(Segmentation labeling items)
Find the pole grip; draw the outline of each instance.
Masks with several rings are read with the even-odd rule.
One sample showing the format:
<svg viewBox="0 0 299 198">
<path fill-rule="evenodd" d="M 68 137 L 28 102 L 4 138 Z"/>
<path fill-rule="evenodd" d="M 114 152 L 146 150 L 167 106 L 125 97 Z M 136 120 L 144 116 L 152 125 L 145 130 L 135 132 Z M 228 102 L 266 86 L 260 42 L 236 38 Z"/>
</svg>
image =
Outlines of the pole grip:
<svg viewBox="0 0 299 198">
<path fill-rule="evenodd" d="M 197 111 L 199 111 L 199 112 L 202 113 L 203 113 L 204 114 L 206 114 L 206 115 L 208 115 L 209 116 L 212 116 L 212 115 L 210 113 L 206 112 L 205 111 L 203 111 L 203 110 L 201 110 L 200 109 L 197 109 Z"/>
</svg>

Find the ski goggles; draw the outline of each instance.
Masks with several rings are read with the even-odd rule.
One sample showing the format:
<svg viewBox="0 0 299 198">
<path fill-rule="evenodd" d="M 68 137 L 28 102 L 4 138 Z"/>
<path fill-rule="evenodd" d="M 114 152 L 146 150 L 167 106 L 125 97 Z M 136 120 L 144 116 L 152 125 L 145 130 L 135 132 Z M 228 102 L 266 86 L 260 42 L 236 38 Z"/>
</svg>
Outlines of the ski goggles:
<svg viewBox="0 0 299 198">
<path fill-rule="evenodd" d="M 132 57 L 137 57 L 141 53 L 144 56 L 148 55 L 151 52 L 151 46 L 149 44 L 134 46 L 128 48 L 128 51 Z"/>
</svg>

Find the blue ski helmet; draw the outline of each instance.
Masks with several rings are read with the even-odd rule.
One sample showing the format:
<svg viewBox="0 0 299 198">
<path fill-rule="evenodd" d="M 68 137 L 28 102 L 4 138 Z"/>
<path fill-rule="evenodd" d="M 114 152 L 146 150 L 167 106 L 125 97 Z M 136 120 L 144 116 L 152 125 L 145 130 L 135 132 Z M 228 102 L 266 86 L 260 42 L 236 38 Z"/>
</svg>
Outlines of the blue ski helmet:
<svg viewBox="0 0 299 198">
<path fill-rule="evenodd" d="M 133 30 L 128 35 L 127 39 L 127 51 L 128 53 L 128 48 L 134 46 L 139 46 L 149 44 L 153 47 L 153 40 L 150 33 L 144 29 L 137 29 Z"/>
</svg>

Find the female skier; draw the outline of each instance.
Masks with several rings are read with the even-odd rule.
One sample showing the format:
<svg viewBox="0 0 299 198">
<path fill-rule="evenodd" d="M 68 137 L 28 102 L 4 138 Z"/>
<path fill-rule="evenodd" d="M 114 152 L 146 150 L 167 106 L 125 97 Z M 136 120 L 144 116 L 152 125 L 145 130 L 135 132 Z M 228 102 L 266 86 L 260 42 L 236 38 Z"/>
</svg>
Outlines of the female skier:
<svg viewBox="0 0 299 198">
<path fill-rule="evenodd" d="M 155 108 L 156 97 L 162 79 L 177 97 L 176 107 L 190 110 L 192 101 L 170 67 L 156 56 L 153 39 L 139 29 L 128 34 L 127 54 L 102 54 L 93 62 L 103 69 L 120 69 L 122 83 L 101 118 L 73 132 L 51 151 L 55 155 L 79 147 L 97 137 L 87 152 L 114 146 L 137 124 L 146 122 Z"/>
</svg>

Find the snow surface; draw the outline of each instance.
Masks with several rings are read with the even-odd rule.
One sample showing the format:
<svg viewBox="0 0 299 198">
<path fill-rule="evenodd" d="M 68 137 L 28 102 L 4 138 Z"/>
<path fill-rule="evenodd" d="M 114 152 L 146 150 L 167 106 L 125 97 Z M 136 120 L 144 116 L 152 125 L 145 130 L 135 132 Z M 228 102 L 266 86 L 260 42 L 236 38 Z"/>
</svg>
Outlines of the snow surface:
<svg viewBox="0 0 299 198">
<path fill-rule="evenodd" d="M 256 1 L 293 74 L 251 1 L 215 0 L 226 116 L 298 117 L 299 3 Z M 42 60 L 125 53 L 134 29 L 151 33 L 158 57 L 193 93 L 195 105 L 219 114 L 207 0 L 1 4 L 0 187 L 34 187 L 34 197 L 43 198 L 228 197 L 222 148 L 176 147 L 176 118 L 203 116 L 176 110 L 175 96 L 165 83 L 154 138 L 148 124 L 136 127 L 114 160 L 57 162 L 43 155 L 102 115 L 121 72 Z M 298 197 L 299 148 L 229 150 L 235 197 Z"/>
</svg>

Requirement: Take the lines above and print them exactly.

Reply to the task:
Find the pole grip; draw the outline of each instance.
Masks with several rings are read with the even-odd rule.
One sample showing the format:
<svg viewBox="0 0 299 198">
<path fill-rule="evenodd" d="M 68 137 L 28 102 L 4 138 Z"/>
<path fill-rule="evenodd" d="M 114 152 L 146 150 L 167 106 L 125 97 Z M 136 120 L 144 116 L 152 125 L 145 130 L 135 132 Z M 228 102 L 266 86 L 260 42 L 236 38 Z"/>
</svg>
image =
Outlines of the pole grip:
<svg viewBox="0 0 299 198">
<path fill-rule="evenodd" d="M 197 111 L 199 111 L 199 112 L 202 113 L 203 113 L 204 114 L 206 114 L 206 115 L 208 115 L 209 116 L 212 116 L 212 115 L 210 113 L 206 112 L 205 111 L 203 111 L 203 110 L 201 110 L 200 109 L 197 109 Z"/>
</svg>

Find the ski goggles; draw the outline of each instance.
Masks with several rings are read with the even-odd rule.
One sample showing the format:
<svg viewBox="0 0 299 198">
<path fill-rule="evenodd" d="M 68 137 L 28 102 L 4 138 Z"/>
<path fill-rule="evenodd" d="M 114 152 L 146 150 L 167 106 L 125 97 Z M 136 120 L 144 116 L 152 125 L 145 130 L 135 132 Z M 228 102 L 266 86 L 260 42 L 236 38 Z"/>
</svg>
Outlines of the ski goggles:
<svg viewBox="0 0 299 198">
<path fill-rule="evenodd" d="M 132 57 L 137 57 L 141 53 L 144 56 L 148 55 L 151 52 L 151 46 L 149 44 L 134 46 L 128 48 L 128 51 Z"/>
</svg>

Find the blue ski helmet; draw the outline of each instance.
Masks with several rings are read with the even-odd rule.
One sample showing the format:
<svg viewBox="0 0 299 198">
<path fill-rule="evenodd" d="M 68 137 L 28 102 L 4 138 Z"/>
<path fill-rule="evenodd" d="M 114 152 L 146 150 L 167 106 L 125 97 Z M 136 120 L 144 116 L 152 125 L 145 130 L 135 132 Z M 228 102 L 266 86 L 260 42 L 236 38 Z"/>
</svg>
Outlines of the blue ski helmet:
<svg viewBox="0 0 299 198">
<path fill-rule="evenodd" d="M 133 30 L 128 35 L 127 39 L 127 51 L 128 53 L 128 48 L 134 46 L 139 46 L 149 44 L 153 47 L 153 40 L 150 33 L 144 29 L 137 29 Z"/>
</svg>

Find the female skier; draw the outline of each instance.
Masks with several rings are read with the even-odd rule.
One sample showing the format:
<svg viewBox="0 0 299 198">
<path fill-rule="evenodd" d="M 68 137 L 28 102 L 4 138 Z"/>
<path fill-rule="evenodd" d="M 114 152 L 146 150 L 167 106 L 125 97 Z M 136 120 L 144 116 L 152 125 L 145 130 L 135 132 Z M 228 102 L 266 86 L 260 42 L 236 38 Z"/>
</svg>
Outlines of the female skier:
<svg viewBox="0 0 299 198">
<path fill-rule="evenodd" d="M 155 108 L 156 97 L 162 79 L 177 97 L 176 107 L 190 110 L 192 101 L 170 67 L 156 56 L 153 39 L 139 29 L 128 34 L 127 54 L 102 54 L 93 62 L 103 69 L 120 69 L 122 83 L 101 118 L 73 132 L 51 151 L 55 155 L 79 147 L 97 137 L 87 152 L 114 146 L 137 124 L 146 122 Z"/>
</svg>

Find the snow surface; draw the outline of each instance.
Masks with several rings are read with the even-odd rule.
One sample showing the format:
<svg viewBox="0 0 299 198">
<path fill-rule="evenodd" d="M 68 137 L 28 102 L 4 138 Z"/>
<path fill-rule="evenodd" d="M 114 152 L 146 150 L 167 106 L 125 97 Z M 136 120 L 144 116 L 152 125 L 145 130 L 135 132 Z M 228 102 L 266 86 L 260 42 L 236 38 Z"/>
</svg>
Outlines of the snow surface:
<svg viewBox="0 0 299 198">
<path fill-rule="evenodd" d="M 256 1 L 293 74 L 251 1 L 215 0 L 226 116 L 298 117 L 299 3 Z M 42 60 L 125 53 L 134 29 L 151 33 L 158 57 L 193 93 L 195 105 L 219 114 L 207 0 L 1 4 L 0 187 L 34 187 L 34 197 L 43 198 L 228 197 L 222 148 L 176 147 L 176 118 L 203 116 L 176 110 L 175 96 L 165 83 L 154 138 L 148 124 L 136 127 L 114 160 L 57 162 L 43 155 L 102 115 L 121 72 Z M 298 197 L 299 148 L 229 150 L 235 197 Z"/>
</svg>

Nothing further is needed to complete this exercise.